[start]
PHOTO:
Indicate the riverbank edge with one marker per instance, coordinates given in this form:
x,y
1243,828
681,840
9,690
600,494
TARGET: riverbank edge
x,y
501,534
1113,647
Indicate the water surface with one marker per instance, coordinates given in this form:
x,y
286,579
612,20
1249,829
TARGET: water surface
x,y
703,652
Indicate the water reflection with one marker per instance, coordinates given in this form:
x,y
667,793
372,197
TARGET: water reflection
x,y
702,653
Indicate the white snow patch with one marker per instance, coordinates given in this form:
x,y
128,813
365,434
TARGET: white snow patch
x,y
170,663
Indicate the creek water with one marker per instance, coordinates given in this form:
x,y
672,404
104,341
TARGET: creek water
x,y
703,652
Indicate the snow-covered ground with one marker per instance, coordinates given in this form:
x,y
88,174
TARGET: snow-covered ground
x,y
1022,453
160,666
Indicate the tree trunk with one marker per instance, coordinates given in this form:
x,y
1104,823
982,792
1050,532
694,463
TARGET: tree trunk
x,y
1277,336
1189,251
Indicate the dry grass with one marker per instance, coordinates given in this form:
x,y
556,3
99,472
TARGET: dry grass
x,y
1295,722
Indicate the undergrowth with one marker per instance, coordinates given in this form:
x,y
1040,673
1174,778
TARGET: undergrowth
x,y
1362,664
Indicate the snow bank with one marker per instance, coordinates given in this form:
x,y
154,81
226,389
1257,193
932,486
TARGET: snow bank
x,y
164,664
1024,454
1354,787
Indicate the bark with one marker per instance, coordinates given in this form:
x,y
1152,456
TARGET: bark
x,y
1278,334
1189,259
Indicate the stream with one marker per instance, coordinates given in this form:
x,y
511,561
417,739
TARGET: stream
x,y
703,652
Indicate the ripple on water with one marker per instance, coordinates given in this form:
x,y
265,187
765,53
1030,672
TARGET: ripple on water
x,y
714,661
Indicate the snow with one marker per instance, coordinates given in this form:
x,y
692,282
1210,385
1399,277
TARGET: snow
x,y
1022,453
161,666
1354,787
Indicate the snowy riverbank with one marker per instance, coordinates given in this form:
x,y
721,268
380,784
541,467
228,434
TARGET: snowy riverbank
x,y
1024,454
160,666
[end]
Task description ▸
Please copy out all of the data above, reproducing every line word for word.

Answer for this exercise ▸
PHOTO:
Indicate the riverbank edge with one marker per instance, coordinates given in this form:
x,y
1243,828
681,840
9,690
600,494
TARGET: riverbank edge
x,y
501,534
1113,647
Indicate the water surface with one marker per instance, coordinates given in this form:
x,y
286,579
612,20
1249,829
TARGET: water surface
x,y
703,652
Indicate the water reflection with one marker per instance, coordinates given in this form:
x,y
667,793
372,197
TARGET: water reflection
x,y
702,653
Indicate the white snow patch with one marker per instance, coordinates given in this form:
x,y
128,813
365,434
TARGET: white snow patch
x,y
170,663
Indicate the creek water with one marker per instance, coordinates given in this form:
x,y
672,404
104,341
TARGET: creek water
x,y
703,652
Indicate the snow-covered ground with one marker per instance, coordinates given in this form:
x,y
88,174
TARGET: snow-covered ground
x,y
1022,453
160,666
Indicate the tree trunk with one marker per instance, coordinates given in this form:
x,y
1104,823
982,792
1050,532
694,463
TARGET: tree trunk
x,y
1277,336
1189,251
Indicate the dry grass with one marker per instance, coordinates given in this form:
x,y
556,3
99,472
TARGET: dry grass
x,y
1295,722
Indicate the undergrowth with one marker per instance, coordinates given in this form:
x,y
1040,673
1174,778
TARGET: undergrowth
x,y
1362,664
Indicate the snow bank with one marker per instance, coordinates given in this form:
x,y
154,81
226,389
1257,193
932,486
TARGET: snow bank
x,y
164,664
1024,454
1354,787
Indicate the bark with one marker per instance, coordinates given in this form:
x,y
1152,456
TARGET: bark
x,y
1278,334
1189,259
Indicate the stream with one marker per instance, coordinates given in this form:
x,y
511,561
417,739
TARGET: stream
x,y
703,652
Indicate the ripple on water with one marker per instance, coordinates given in this form:
x,y
265,187
765,53
1030,672
TARGET: ripple on water
x,y
714,661
Indicate the snow with one marker per instance, coordinates given in this form:
x,y
692,282
1210,385
1399,277
TARGET: snow
x,y
1022,453
161,666
1354,787
Indicate the snowy riverbank with one marker per instance, coordinates given in this form:
x,y
721,268
380,784
541,467
228,434
TARGET: snowy riverbank
x,y
1024,454
160,666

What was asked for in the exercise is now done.